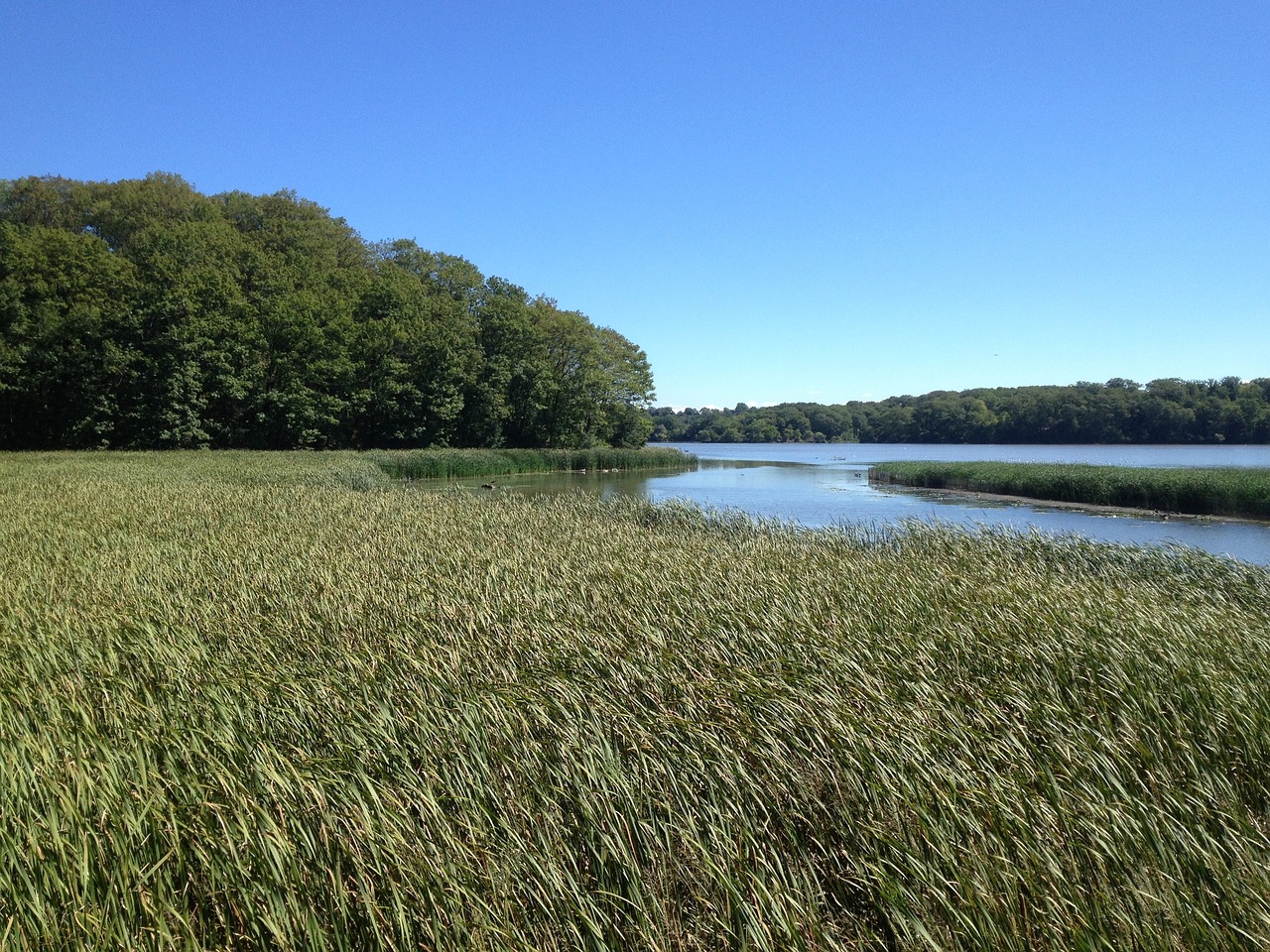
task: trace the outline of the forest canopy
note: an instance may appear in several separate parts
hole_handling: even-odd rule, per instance
[[[283,190],[0,180],[0,448],[640,446],[644,352]]]
[[[657,407],[654,440],[700,443],[1270,443],[1270,378],[935,391],[881,401]]]

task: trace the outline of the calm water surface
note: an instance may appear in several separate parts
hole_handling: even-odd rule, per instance
[[[653,500],[691,499],[716,509],[794,519],[804,526],[872,524],[940,519],[1080,533],[1107,542],[1181,543],[1270,565],[1270,526],[1215,519],[1153,519],[1052,509],[1022,503],[984,503],[949,493],[871,486],[869,466],[892,459],[1001,459],[1111,466],[1247,466],[1270,468],[1270,447],[1106,446],[903,446],[893,443],[678,443],[695,453],[695,472],[564,473],[508,477],[504,490],[556,493],[587,489]]]

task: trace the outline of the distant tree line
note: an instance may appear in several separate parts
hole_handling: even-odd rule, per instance
[[[639,446],[644,352],[293,192],[0,180],[0,448]]]
[[[652,416],[652,439],[701,443],[1270,443],[1270,378],[1115,378]]]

# [Written instruction]
Reproduce all the rows with "trace the outline of" swapped for "draw the boundary around" at each occurrence, keeping everything else unchanged, and omit the pictures.

# [Correct result]
task: draw the boundary around the forest canopy
note: an instance may appear in several separate parts
hole_handling: even-odd rule, per instance
[[[283,190],[0,180],[0,448],[640,446],[644,352]]]
[[[657,407],[654,440],[700,443],[1270,443],[1270,378],[935,391],[881,401]]]

task: draw the boundary around the calm water surface
note: an instance may appear in several separate parts
hole_handling: even-odd rule, per instance
[[[653,500],[691,499],[716,509],[794,519],[804,526],[872,524],[940,519],[1080,533],[1107,542],[1181,543],[1270,565],[1270,526],[1215,519],[1153,519],[1052,509],[1022,503],[984,503],[949,493],[871,486],[869,466],[892,459],[1001,459],[1111,466],[1247,466],[1270,468],[1270,447],[1106,446],[903,446],[893,443],[678,443],[695,453],[695,472],[564,473],[508,477],[504,490],[556,493],[587,489]]]

task: draw the boundary around the distant tree line
note: an instance may appear in several separate parts
hole_handling: even-odd rule, per instance
[[[639,446],[644,352],[293,192],[0,180],[0,448]]]
[[[652,416],[652,439],[701,443],[1270,443],[1270,378],[1115,378]]]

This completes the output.